TEXTE CITÉ:
━━━━━━━━━━━━━━━━

Turin serait-il devenu le nouvel Eldorado lyrique ? Alors que les maisons d’opéra françaises exsangues programment à la queue leu leu des « Petites Flûtes », des « Traviata revisitées », des « Carmen pour les nuls » et autres titres du grand répertoire sous assistance respiratoire, la capitale du Piémont achève en technicolor une saison 2024-25 déjà stimulée par la trilogie des Manon et la version pour ténor de Hamlet d’Ambroise Thomas.
Andrea Chénier est opéra propice à surenchère décorative, plus qu’à transposition et réinterprétation. Familier du chef d’œuvre de Giordano qu’il a mis en scène à la Bastille en 2009 de façon similaire, Giancarlo Del Monaco s’autorise pour seule entorse au livret d’adapter l’apparence des révolutionnaires, habillés en costumes contemporains à la différence du reste de la distribution – manière de rappeler que les luttes sociales et leurs conséquences tragiques sont intemporelles. L’abondance des décors a pour unique inconvénient le nombre d’entractes : trois d’une durée de 25 minutes chacun, pour un opéra qui au total n’excède pas les deux heures ! Les multiples personnages secondaires sont habilement dessinés, au détriment des protagonistes dont la gestuelle se conforme à la convention, sans plus de recherche théâtrale.
Si l’efficacité dramatique de l’ouvrage est une fois encore confirmée, ce n’est pas tant en raison de la mise en scène que de la direction musicale. Les forces chorales et instrumentales turinoises baignent dans leur liquide amniotique. Le traitement du texte en porte la trace, l’épanouissement sonore en prolonge l’impression. A la baguette, Andrea Battistoni imprime une tension perceptible d’un bout à l’autre de l’ouvrage – urgence maîtrisée qui soutient le chant sans l’écraser. La générosité mélodique ne sacrifie jamais à l’emphase et à la précision rythmique. Les contrastes sont nets mais non surlignés, les climats et scènes d’atmosphère justement brossés. Dans une œuvre où le lyrisme peut sombrer dans la grandiloquence, voilà une lecture qui maintient un équilibre salutaire entre passion et clarté.
© Mattia Gaido
Opéra pour ténor, à l’égal d’Otello de Verdi, Andrea Chénier existe d’abord par l’adéquation de l’interprète du rôle-titre à une écriture héroïque. Un air par acte, d’humeurs différentes mais à chaque fois d’une exigence supérieure. Angelo Villari cumule toutes les qualités requises par le poète révolutionnaire : puissance, franchise, sens du phrasé, solidité du médium, projection de l’aigu, engagement, souplesse nécessaire pour naviguer entre les ardeurs du vérisme et les subtilités de l’expression romantique. Toutes les qualités sauf une : l’endurance. Après trois actes étreints d’une voix d’airain, la dernière partie montre le ténor non à son désavantage dans la mesure où aucune concession n’est accordée à la partition, mais moins éloquent, comme à bout de ressources expressives – et Dieu sait combien « Come un bel dì di maggio » veut de sentiment et le duo final, « Vicino a te » de vaillance.

━━━━━━━━━━━━━━━━

Recopiez fidèlement le passage de la critique allant de « Andrea Chénier est » jusqu'à « de recherche théâtrale. » inclus.

Éléments enregistrés d'une collection

━━━━━━━━━━━━━━━━

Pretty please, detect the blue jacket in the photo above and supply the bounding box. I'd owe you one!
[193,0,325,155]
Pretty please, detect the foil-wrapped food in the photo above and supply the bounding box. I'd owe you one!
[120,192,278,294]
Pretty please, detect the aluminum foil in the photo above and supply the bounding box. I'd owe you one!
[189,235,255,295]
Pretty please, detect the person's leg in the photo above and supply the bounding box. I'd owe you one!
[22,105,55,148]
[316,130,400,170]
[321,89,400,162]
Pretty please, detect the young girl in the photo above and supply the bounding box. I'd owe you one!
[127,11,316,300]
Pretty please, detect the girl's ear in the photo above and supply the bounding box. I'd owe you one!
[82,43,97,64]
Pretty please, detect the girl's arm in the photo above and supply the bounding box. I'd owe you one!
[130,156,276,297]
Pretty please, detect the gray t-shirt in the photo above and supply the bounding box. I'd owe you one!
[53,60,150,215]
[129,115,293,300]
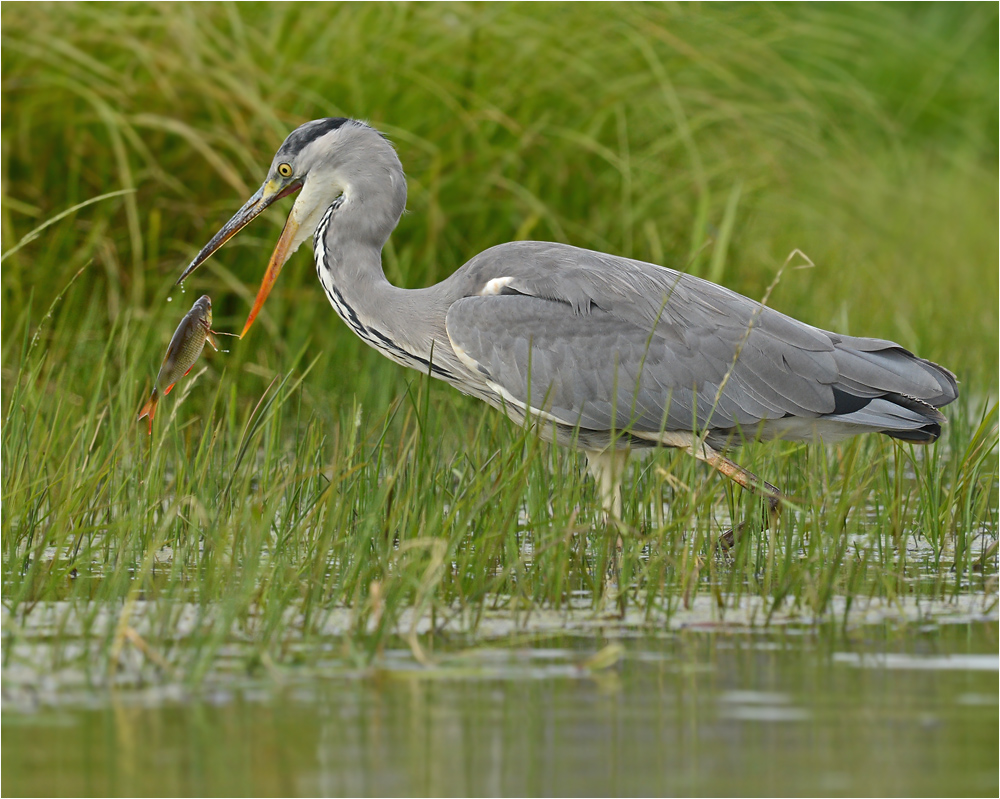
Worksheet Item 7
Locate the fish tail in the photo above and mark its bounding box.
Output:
[139,388,160,435]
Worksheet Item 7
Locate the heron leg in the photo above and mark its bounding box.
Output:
[586,448,629,611]
[688,443,783,550]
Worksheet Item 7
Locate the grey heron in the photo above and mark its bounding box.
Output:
[178,118,958,532]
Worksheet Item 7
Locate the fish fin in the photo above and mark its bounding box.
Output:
[139,388,160,435]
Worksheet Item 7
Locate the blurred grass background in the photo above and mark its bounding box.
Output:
[0,3,998,656]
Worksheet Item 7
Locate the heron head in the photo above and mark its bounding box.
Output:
[177,117,406,338]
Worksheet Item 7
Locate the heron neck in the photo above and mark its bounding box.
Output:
[315,212,450,369]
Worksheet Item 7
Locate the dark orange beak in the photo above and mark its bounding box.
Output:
[177,180,302,338]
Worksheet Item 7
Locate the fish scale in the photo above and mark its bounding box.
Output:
[139,294,218,435]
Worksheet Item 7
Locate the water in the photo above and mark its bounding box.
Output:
[2,617,1000,796]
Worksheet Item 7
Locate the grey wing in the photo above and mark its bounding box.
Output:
[446,242,957,446]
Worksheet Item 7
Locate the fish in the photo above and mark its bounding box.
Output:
[139,294,219,435]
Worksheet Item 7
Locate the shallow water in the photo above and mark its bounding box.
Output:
[2,615,1000,796]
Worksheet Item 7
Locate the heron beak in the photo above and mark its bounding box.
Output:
[177,180,302,338]
[240,208,299,338]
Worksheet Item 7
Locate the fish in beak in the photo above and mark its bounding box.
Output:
[177,179,303,338]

━━━━━━━━━━━━━━━━

SOLUTION:
Andrea Chénier est opéra propice à surenchère décorative, plus qu’à transposition et réinterprétation. Familier du chef d’œuvre de Giordano qu’il a mis en scène à la Bastille en 2009 de façon similaire, Giancarlo Del Monaco s’autorise pour seule entorse au livret d’adapter l’apparence des révolutionnaires, habillés en costumes contemporains à la différence du reste de la distribution – manière de rappeler que les luttes sociales et leurs conséquences tragiques sont intemporelles. L’abondance des décors a pour unique inconvénient le nombre d’entractes : trois d’une durée de 25 minutes chacun, pour un opéra qui au total n’excède pas les deux heures ! Les multiples personnages secondaires sont habilement dessinés, au détriment des protagonistes dont la gestuelle se conforme à la convention, sans plus de recherche théâtrale.